Device generates hydrogen from sunlight


Thursday, 03 August, 2023

Device generates hydrogen from sunlight

Rice University engineers have developed a device that combines halide perovskite semiconductors with electrocatalysts, to turn sunlight into hydrogen with high efficiency. The new technology is a step forward for clean energy and could serve as a platform for a range of chemical reactions that use solar-harvested electricity to convert feedstocks into fuels. The lab of chemical and biomolecular engineer Aditya Mohite built the integrated photoreactor using an anticorrosion barrier that insulates the semiconductor from water without impeding the transfer of electrons. According to a study published in Nature Communications, the device achieved a 20.8% solar-to-hydrogen conversion efficiency.

Austin Fehr, one of the study’s lead authors, said using sunlight as an energy source to manufacture chemicals is one of the largest hurdles to a clean energy economy. “Our goal is to build economically feasible platforms that can generate solar-derived fuels. Here, we designed a system that absorbs light and completes electrochemical water-splitting chemistry on its surface,” Fehr said.

The device is called a photoelectrochemical cell because the absorption of light, its conversion into electricity and the use of the electricity to power a chemical reaction all occur in the same device. Until now, using photoelectrochemical technology to produce green hydrogen was hampered by low efficiencies and the high cost of semiconductors. “All devices of this type produce green hydrogen using only sunlight and water, but ours is exceptional because it has record-breaking efficiency and it uses a semiconductor that is very cheap,” Fehr said.

▸ TO DO:
A: According to the article on the solar hydrogen device, what solar-to-hydrogen conversion efficiency did the device achieve?
B: Summarize the article on the solar hydrogen device in two sentences.
C: Continue the article on the Rice University solar hydrogen device from the point at which it stops.
The data entries bear no relation to the article on the solar hydrogen device.

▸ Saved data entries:

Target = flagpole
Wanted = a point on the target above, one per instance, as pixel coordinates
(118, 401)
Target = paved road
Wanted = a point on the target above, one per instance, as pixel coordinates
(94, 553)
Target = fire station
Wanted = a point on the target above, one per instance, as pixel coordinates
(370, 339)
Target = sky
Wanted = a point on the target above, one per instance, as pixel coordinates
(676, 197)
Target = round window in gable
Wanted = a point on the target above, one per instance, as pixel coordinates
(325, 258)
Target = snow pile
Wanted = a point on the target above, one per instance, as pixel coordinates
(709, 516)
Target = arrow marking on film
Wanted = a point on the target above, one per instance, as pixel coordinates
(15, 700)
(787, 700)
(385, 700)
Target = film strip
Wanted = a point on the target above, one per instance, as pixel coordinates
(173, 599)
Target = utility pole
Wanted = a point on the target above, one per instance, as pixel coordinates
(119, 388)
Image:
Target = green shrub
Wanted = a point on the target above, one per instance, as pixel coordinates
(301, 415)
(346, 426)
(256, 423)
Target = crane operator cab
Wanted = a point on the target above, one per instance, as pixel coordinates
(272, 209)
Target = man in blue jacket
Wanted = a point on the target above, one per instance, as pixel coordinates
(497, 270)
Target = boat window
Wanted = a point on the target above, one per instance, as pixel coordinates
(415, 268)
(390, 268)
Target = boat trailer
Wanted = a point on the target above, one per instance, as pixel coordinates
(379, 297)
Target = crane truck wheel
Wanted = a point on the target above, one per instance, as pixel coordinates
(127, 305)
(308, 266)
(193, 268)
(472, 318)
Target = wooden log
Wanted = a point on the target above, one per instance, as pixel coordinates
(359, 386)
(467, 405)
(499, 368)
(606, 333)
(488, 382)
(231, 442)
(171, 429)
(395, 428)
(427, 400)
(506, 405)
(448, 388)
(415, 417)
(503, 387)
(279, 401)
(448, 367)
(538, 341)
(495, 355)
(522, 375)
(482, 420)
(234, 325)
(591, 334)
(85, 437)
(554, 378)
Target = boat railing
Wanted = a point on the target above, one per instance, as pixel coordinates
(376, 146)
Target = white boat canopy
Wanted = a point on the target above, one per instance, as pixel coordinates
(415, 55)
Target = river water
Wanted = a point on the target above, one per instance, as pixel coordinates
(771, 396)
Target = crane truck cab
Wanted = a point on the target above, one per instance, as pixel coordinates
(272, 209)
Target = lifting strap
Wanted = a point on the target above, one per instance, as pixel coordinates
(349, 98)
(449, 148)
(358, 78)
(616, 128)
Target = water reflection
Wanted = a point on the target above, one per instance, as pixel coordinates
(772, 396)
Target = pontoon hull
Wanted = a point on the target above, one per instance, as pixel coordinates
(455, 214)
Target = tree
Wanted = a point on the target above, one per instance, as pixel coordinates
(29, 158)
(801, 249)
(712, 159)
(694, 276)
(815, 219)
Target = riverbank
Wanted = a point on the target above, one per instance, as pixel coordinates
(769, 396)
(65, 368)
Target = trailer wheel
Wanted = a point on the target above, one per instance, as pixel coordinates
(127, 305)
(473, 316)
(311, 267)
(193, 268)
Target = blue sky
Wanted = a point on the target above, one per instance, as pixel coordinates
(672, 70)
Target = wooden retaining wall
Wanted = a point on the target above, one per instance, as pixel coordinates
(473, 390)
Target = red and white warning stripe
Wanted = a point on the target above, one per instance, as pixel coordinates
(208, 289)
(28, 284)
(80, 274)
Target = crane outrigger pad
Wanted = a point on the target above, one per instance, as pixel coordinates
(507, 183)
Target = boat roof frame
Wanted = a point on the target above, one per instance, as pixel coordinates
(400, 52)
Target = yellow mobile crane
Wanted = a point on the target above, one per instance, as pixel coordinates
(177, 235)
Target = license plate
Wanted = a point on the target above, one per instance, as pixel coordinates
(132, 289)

▸ OUTPUTS IN ORDER:
A: 20.8%

B: Rice University engineers in the lab of Aditya Mohite built a photoelectrochemical cell that pairs halide perovskite semiconductors with electrocatalysts and uses an anticorrosion barrier to shield the semiconductor from water. According to a study in Nature Communications, it converted sunlight into hydrogen at 20.8% efficiency, and a lead author called the device exceptional for its record-breaking efficiency and very cheap semiconductor.

C:
The new device was created by turning a solar cell into a reactor that could use harvested energy to split water into oxygen and hydrogen. The challenge the researchers had to overcome was that halide perovskites are unstable in water and coatings used to insulate the semiconductors ended up either disrupting their function or damaging them. The researchers tried different materials and techniques, before coming across a solution.

The researchers discovered that they needed two layers to the barrier — one to block the water and one to make good electrical contact between the perovskite layers and the protective layer. “Our results are the highest efficiency for photoelectrochemical cells without solar concentration, and the best overall for those using halide perovskite semiconductors,” Fehr said.

The researchers showed their barrier design worked for different reactions and with different semiconductors, making it applicable across many systems. Fehr said further advancements to stability and scale could help open up the hydrogen economy and change the way humans make things from fossil fuel to solar fuel.

“We hope that such systems will serve as a platform for driving a wide range of electrons to fuel-forming reactions using abundant feedstocks with only sunlight as the energy input,” Mohite said.